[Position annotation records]
----

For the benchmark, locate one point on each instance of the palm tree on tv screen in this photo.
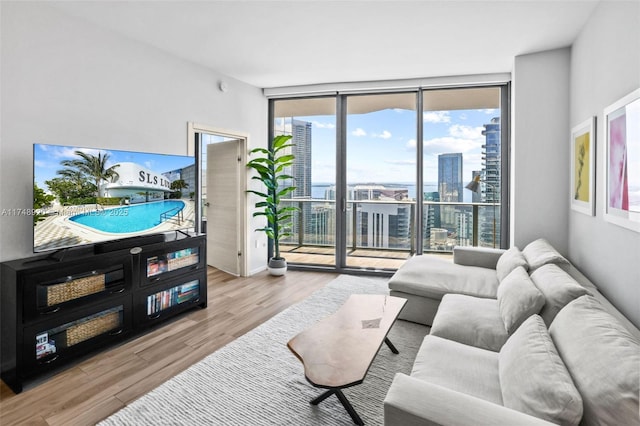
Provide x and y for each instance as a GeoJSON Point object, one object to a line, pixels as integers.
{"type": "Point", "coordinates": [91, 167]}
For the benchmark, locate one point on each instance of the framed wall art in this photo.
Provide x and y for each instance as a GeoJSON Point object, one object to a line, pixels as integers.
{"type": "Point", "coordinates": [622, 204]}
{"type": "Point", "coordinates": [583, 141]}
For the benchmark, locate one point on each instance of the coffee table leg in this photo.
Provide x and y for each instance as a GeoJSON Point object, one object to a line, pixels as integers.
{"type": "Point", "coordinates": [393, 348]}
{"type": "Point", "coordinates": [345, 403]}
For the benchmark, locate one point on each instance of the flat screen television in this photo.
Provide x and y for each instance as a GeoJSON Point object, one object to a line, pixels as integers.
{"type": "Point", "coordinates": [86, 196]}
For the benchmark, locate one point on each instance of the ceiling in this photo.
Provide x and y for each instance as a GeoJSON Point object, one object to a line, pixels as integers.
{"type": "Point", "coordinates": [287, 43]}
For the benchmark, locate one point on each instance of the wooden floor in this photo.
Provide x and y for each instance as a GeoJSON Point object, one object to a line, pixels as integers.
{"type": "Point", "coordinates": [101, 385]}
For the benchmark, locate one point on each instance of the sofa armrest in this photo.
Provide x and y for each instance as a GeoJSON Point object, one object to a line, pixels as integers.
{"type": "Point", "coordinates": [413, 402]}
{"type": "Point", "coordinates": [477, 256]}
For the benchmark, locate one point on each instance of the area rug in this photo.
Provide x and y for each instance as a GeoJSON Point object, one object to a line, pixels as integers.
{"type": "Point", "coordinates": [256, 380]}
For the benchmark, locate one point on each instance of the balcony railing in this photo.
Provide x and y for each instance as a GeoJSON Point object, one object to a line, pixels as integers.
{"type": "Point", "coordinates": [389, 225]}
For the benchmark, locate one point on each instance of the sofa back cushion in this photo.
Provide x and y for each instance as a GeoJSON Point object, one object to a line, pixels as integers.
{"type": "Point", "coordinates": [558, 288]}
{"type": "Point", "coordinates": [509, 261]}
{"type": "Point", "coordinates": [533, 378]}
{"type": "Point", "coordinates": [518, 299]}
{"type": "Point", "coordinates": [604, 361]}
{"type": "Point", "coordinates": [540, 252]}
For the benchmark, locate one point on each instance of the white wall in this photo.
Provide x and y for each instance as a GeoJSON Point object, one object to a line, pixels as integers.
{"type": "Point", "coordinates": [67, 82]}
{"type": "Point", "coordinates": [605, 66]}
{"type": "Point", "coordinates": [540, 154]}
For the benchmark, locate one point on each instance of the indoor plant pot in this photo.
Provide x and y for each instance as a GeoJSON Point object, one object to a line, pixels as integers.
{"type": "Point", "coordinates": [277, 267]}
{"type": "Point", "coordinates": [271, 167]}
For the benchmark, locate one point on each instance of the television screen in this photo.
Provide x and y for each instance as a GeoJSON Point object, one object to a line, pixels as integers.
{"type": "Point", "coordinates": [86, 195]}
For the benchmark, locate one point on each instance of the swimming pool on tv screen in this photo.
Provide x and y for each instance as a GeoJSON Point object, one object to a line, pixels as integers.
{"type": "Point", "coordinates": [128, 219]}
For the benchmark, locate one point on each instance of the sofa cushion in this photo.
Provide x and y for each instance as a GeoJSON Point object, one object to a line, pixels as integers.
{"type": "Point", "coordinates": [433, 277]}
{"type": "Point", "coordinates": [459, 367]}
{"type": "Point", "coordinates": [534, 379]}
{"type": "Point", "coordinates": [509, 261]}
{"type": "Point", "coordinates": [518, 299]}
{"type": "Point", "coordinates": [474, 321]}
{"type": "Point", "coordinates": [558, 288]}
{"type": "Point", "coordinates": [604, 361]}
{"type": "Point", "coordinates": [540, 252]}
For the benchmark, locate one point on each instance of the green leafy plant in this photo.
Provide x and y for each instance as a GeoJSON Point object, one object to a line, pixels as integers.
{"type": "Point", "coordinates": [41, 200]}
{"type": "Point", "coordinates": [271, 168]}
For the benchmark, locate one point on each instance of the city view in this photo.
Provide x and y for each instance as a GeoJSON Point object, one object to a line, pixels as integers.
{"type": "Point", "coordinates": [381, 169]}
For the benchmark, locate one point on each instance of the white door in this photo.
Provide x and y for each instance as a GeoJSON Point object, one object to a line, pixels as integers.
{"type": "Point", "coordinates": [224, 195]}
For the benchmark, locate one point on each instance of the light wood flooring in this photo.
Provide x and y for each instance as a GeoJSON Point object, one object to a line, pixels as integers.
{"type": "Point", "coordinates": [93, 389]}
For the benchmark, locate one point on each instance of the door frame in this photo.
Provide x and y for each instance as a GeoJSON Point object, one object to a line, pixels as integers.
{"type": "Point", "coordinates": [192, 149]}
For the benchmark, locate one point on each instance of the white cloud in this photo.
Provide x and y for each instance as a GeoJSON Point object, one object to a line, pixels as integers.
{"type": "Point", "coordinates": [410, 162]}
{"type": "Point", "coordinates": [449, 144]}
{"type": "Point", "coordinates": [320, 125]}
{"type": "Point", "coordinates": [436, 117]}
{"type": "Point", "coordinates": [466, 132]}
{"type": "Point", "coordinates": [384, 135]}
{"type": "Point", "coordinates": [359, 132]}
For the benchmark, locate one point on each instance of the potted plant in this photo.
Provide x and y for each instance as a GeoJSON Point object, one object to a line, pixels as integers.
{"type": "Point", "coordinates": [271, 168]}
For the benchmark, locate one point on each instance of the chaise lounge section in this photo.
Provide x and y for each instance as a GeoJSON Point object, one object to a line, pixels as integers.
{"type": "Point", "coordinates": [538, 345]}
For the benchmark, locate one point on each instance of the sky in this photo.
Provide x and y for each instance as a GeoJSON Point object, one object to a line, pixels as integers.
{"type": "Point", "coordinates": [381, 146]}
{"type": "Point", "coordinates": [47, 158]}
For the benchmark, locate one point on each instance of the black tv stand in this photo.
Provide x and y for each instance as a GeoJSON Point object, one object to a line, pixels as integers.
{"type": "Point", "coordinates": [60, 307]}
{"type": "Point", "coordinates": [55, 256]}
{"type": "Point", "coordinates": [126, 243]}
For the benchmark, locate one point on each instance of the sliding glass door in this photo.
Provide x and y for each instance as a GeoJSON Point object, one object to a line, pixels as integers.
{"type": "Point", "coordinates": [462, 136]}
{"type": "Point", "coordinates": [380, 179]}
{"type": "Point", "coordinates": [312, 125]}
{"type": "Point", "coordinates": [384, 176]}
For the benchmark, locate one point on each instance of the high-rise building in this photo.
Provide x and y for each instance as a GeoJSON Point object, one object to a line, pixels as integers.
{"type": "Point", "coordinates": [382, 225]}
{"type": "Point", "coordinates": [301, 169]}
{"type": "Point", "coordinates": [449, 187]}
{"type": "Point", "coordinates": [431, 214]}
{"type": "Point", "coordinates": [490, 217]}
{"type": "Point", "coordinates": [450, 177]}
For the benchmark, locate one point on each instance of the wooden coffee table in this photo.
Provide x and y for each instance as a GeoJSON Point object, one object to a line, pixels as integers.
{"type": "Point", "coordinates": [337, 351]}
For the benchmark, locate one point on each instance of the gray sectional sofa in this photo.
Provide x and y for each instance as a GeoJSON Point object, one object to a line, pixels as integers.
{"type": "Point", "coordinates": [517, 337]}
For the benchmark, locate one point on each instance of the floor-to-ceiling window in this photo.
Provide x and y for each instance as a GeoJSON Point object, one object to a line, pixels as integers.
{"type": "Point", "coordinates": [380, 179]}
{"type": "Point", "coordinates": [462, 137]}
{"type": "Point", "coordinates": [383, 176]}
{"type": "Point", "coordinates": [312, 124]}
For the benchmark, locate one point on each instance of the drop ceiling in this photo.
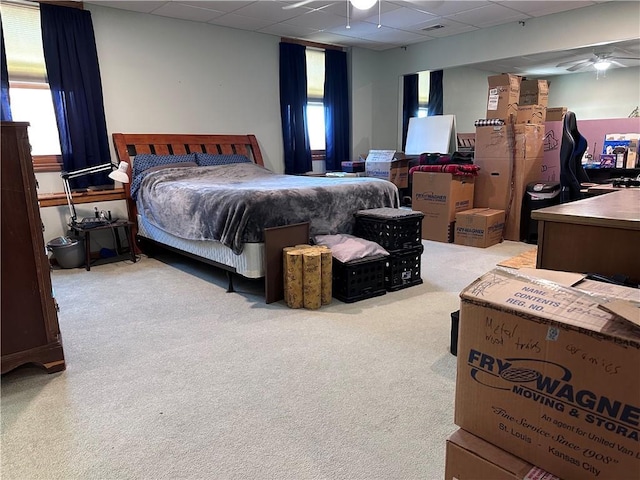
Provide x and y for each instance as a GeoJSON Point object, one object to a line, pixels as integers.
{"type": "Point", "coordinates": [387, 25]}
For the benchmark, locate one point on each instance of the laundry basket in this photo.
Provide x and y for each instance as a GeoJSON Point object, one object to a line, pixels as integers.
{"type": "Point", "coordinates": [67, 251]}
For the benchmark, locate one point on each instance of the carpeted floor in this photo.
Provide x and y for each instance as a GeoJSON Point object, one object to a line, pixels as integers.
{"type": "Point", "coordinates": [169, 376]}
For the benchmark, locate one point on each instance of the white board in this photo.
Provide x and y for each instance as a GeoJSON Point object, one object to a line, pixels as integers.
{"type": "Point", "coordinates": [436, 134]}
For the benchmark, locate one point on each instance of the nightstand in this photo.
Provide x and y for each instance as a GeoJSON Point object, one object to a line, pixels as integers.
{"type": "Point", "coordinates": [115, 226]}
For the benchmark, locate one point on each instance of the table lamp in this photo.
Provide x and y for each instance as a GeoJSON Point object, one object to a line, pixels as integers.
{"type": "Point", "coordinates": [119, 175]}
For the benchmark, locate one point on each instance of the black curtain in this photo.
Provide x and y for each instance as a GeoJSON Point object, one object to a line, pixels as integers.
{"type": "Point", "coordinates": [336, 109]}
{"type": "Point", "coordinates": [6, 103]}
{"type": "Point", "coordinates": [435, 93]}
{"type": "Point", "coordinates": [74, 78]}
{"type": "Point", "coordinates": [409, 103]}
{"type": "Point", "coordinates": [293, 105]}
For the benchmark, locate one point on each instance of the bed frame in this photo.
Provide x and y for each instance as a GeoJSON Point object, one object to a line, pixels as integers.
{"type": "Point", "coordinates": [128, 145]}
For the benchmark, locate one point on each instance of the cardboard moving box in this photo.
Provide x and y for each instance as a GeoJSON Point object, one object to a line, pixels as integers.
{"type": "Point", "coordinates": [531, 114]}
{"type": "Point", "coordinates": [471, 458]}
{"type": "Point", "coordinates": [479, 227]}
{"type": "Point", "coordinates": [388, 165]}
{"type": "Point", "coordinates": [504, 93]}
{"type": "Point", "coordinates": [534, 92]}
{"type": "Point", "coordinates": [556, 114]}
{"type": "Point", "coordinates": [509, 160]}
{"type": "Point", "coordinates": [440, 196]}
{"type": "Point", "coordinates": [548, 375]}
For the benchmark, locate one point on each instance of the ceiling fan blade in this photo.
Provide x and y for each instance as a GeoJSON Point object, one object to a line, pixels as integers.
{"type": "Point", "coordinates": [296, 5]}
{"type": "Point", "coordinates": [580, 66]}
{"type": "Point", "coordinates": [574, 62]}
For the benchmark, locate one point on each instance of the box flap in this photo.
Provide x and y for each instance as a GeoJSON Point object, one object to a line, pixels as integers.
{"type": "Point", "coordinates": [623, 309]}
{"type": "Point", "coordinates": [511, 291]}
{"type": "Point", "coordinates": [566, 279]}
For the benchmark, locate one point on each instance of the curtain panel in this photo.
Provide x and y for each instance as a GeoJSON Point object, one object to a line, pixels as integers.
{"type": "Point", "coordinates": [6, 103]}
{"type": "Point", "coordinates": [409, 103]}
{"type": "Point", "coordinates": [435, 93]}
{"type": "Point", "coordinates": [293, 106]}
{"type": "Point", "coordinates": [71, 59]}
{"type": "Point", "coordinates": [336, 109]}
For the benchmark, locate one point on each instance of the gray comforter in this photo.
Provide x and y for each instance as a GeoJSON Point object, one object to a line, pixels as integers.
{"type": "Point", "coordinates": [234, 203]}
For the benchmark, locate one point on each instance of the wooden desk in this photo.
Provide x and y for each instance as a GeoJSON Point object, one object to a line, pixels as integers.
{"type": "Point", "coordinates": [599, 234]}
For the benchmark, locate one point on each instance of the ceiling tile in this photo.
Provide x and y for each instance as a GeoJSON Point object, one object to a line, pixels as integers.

----

Extract every line from the one containing "blade in this photo." through the last line of the data, inclusive, exactly as written.

● **Answer for the task**:
For the benchmark, locate one point on each instance of the ceiling fan blade in this photo.
Provide x and y for each instance as a GeoJSON Point object, one object to a line, pixels as integers.
{"type": "Point", "coordinates": [296, 5]}
{"type": "Point", "coordinates": [580, 66]}
{"type": "Point", "coordinates": [574, 62]}
For the benchmark, locate one point on each instance of the box flap in this photo.
Provide x and y for each instance as a GeoJSON Point object, one object to a line, pixels as integers.
{"type": "Point", "coordinates": [623, 309]}
{"type": "Point", "coordinates": [511, 291]}
{"type": "Point", "coordinates": [566, 279]}
For the benchmark, locate one point on each instance of the curtain panel in this photo.
Provide x and y for each instance as a GeoJSON Point object, one object to a line, pixels as integers.
{"type": "Point", "coordinates": [6, 103]}
{"type": "Point", "coordinates": [409, 103]}
{"type": "Point", "coordinates": [435, 93]}
{"type": "Point", "coordinates": [293, 106]}
{"type": "Point", "coordinates": [71, 59]}
{"type": "Point", "coordinates": [336, 109]}
For the benchmark, locate one point on each instance of the gray comforter in this photo.
Provide x and y for each instance as a GeoJSON Point object, one object to a line, pixels as integers.
{"type": "Point", "coordinates": [234, 203]}
For the benchmark, locate one point on each instance of the wooden desk in this photo.
Provide x and y for each instance as a GeoJSON Point object, one object to a line, pixels as integers.
{"type": "Point", "coordinates": [599, 234]}
For the benchmark, locate one point on each instance of the ceiling tile in this photo.
Provide x and y for each instance as a GeoJSON Point object, one object to a line, pixels as integers.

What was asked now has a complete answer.